#### [What you should do]
Each entry in the listing below should be restated word for word.

>> BEGIN

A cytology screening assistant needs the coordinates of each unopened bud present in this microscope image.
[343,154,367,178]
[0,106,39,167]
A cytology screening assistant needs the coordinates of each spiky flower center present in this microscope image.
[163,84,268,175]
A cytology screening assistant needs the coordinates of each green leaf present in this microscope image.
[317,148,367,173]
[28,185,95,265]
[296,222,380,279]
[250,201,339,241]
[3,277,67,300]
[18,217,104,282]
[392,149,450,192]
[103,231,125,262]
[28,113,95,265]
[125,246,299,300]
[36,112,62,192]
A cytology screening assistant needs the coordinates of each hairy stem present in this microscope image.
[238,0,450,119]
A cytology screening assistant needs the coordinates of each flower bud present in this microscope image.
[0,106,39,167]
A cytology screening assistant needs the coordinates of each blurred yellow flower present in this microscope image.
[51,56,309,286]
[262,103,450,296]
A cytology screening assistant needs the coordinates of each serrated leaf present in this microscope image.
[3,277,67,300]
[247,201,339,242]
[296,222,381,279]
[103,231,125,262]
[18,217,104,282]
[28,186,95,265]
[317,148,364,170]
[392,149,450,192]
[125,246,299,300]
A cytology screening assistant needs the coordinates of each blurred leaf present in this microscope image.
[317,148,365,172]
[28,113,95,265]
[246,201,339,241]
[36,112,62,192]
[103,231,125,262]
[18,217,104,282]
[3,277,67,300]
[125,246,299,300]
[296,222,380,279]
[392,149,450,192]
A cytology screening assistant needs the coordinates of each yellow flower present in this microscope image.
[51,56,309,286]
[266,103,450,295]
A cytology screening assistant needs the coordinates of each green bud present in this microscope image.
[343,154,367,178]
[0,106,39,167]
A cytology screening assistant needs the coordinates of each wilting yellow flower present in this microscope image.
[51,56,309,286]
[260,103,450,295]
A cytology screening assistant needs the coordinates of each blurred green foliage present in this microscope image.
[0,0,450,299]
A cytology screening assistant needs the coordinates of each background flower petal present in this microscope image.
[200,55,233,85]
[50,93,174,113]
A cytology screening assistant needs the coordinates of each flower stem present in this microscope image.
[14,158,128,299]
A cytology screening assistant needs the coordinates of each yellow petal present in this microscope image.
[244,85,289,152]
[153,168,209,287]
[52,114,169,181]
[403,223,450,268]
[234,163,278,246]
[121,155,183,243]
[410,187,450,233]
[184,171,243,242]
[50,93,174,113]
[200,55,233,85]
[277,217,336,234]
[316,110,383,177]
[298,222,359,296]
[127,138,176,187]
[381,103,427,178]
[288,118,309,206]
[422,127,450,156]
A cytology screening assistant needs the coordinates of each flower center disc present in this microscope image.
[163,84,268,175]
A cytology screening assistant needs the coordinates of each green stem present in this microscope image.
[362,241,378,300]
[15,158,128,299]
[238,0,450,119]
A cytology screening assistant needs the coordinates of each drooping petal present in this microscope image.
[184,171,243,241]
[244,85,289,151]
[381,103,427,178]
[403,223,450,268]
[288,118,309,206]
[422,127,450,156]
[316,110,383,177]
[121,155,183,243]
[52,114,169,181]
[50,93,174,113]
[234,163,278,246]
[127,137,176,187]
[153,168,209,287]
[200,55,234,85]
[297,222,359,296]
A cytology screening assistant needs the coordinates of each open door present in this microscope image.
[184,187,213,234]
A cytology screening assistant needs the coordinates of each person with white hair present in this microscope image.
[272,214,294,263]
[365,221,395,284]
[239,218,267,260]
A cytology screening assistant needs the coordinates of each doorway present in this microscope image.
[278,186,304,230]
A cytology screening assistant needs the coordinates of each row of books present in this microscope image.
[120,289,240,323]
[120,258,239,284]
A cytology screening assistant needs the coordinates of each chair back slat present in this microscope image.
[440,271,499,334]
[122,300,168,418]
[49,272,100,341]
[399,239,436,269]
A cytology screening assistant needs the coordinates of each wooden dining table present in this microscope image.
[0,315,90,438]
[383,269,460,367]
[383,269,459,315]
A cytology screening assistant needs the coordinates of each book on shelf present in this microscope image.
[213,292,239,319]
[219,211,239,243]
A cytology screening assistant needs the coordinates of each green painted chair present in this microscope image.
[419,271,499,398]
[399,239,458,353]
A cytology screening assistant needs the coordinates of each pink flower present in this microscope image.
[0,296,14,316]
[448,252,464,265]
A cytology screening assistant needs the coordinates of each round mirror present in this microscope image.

>> END

#### [Solution]
A cytology screening assistant needs the coordinates of each unopened bud present in this microscope image.
[343,154,367,178]
[0,106,39,167]
A cytology screening assistant needs the coordinates of each spiky flower center present in this microscope image.
[163,84,268,175]
A cytology screening assistant needs the coordinates of each green leaf present in this microscope image.
[317,148,367,173]
[28,185,95,265]
[296,222,380,279]
[250,201,339,241]
[3,277,67,300]
[18,217,104,282]
[392,149,450,192]
[103,231,125,262]
[28,113,95,265]
[125,246,299,300]
[36,112,62,192]
A cytology screening assistant needs the coordinates of each hairy stem present in this microscope image.
[238,0,450,119]
A cytology screening assistant needs the coordinates of each flower bud present in this microscope image.
[0,106,39,167]
A cytology screening assistant needs the coordinates of each blurred yellow flower present in this microscope image.
[51,56,309,286]
[262,103,450,296]
A cytology screening assistant needs the coordinates of each serrated leaf present in this microscope image.
[3,277,67,300]
[247,201,339,242]
[296,222,381,279]
[103,231,125,262]
[18,217,104,282]
[28,186,95,265]
[317,148,364,170]
[392,149,450,192]
[125,246,299,300]
A cytology screening assistant needs the coordinates of each blurred leaf present in this microscope image.
[317,148,365,172]
[28,113,95,265]
[246,201,339,241]
[36,112,62,192]
[103,231,125,262]
[18,217,104,282]
[3,277,67,300]
[125,246,299,300]
[296,222,380,279]
[392,149,450,192]
A cytology screening assistant needs the coordinates of each yellow flower present in this microscope image.
[51,56,309,286]
[266,103,450,295]
A cytology screening assistant needs the coordinates of each green bud present in this microscope image.
[343,154,367,178]
[0,106,39,167]
A cytology screening assistant needs the coordinates of each wilting yellow flower present in this microscope image.
[51,56,309,286]
[260,103,450,295]
A cytology screening assistant needs the coordinates of each blurred green foliage present in this microscope image.
[0,0,450,299]
A cytology screening assistant needs the coordinates of each background flower petal present in this microscope image.
[200,55,233,85]
[50,93,174,113]
A cytology screening assistant needs the coordinates of each flower stem present in this microscope image.
[14,158,128,299]
A cytology screening assistant needs the coordinates of each yellow petal present in this microscope image.
[244,85,289,152]
[153,168,209,287]
[52,114,169,181]
[403,223,450,268]
[234,163,278,246]
[121,155,183,243]
[410,187,450,233]
[184,171,243,242]
[50,93,174,113]
[200,55,233,85]
[277,217,336,234]
[316,110,383,177]
[298,222,359,296]
[127,138,176,187]
[381,103,427,178]
[288,118,309,206]
[422,127,450,156]
A cytology screening assistant needs the coordinates of each flower center disc present in this microscope image.
[163,84,268,175]
A cytology screening assistant needs the coordinates of each green stem present in this microscope image.
[362,241,378,300]
[15,158,128,299]
[238,0,450,119]
A cytology screening assistant needs the coordinates of each drooping petal present in this microscope image.
[184,171,243,241]
[244,85,289,151]
[381,103,427,178]
[403,223,450,268]
[288,118,309,206]
[422,127,450,156]
[316,110,383,177]
[121,155,183,243]
[52,114,169,181]
[50,93,174,113]
[234,163,278,246]
[127,137,176,187]
[153,168,209,287]
[200,55,234,85]
[297,222,359,296]
A cytology screening assistant needs the coordinates of each open door present in this microscope image.
[184,187,213,234]
A cytology screening assistant needs the coordinates of each person with white hair present in this microscope image.
[272,214,294,263]
[365,221,395,284]
[239,218,267,260]
A cytology screening assistant needs the coordinates of each doorway present in this microscope image.
[278,186,304,230]
A cytology screening assistant needs the coordinates of each row of books present in this microscope image.
[120,289,240,323]
[120,258,239,284]
A cytology screening assistant needs the coordinates of each chair back slat present in this microscope image.
[440,271,499,334]
[122,300,168,418]
[49,272,100,341]
[399,239,436,269]
A cytology screening assistant needs the coordinates of each wooden dining table present in this microscope image.
[0,315,90,438]
[383,269,460,367]
[383,269,459,315]
A cytology screening assistant needs the coordinates of each book on shelf present in this microscope image.
[213,292,239,319]
[219,211,239,243]
A cytology screening assistant needs the coordinates of each green painted chair present in this microscope image.
[419,271,499,398]
[399,239,458,353]
A cytology screening assistant needs the coordinates of each pink flower present in this microscope image.
[0,296,14,316]
[448,252,464,265]
A cytology screening assistant needs the coordinates of each round mirror present in this microscope image.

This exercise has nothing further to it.